→ **Exercise task A**
Using the footballer profile, explain what made it notable that Jagodinskis established himself as a first-team player at FK Jūrmala-VV.

→ **Source document**
Vitālijs Jagodinskis (born 28 February 1992) is a Latvian professional footballer who plays for FK Rīgas Futbola Skola and the Latvia national team as a centre back.

Club career 
As a youth player Jagodinskis played for local club FK Daugava Rīga, being promoted to the first team in 2009. He made his Latvian Higher League debut on 1 August 2009, playing 90 minutes in a 3–0 loss to SK Blāzma.

For the second half of the 2009-10 season Jagodinskis moved to FK Jūrmala-VV, establishing himself as a first team player despite his young age. During the three seasons he spent at the club Jagodinskis made 51 league appearances in a period from 2009 to 2011, respectively.

→ **Exercise task B**
Filter the entries below, keeping every line that contains the string "closet".

Collected data:
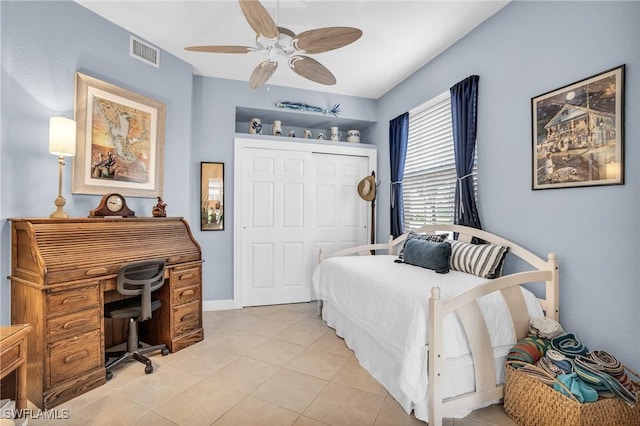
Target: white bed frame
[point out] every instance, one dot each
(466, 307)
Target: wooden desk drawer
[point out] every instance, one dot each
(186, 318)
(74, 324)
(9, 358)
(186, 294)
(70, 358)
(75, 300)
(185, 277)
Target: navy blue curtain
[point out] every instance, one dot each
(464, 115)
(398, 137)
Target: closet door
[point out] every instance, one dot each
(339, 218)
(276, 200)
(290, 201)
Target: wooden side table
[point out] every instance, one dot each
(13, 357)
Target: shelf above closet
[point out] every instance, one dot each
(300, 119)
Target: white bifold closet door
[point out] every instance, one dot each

* * *

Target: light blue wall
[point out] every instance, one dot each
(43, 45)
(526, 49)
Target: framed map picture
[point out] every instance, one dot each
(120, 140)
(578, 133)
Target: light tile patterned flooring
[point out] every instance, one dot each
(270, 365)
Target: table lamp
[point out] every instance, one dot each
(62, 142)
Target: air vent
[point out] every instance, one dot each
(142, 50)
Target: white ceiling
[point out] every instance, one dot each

→ **Written solution A**
He established himself as a first-team player at FK Jūrmala-VV despite his young age. He had moved there for the second half of the 2009-10 season.

→ **Written solution B**
Target: closet door
Target: shelf above closet
Target: white bifold closet door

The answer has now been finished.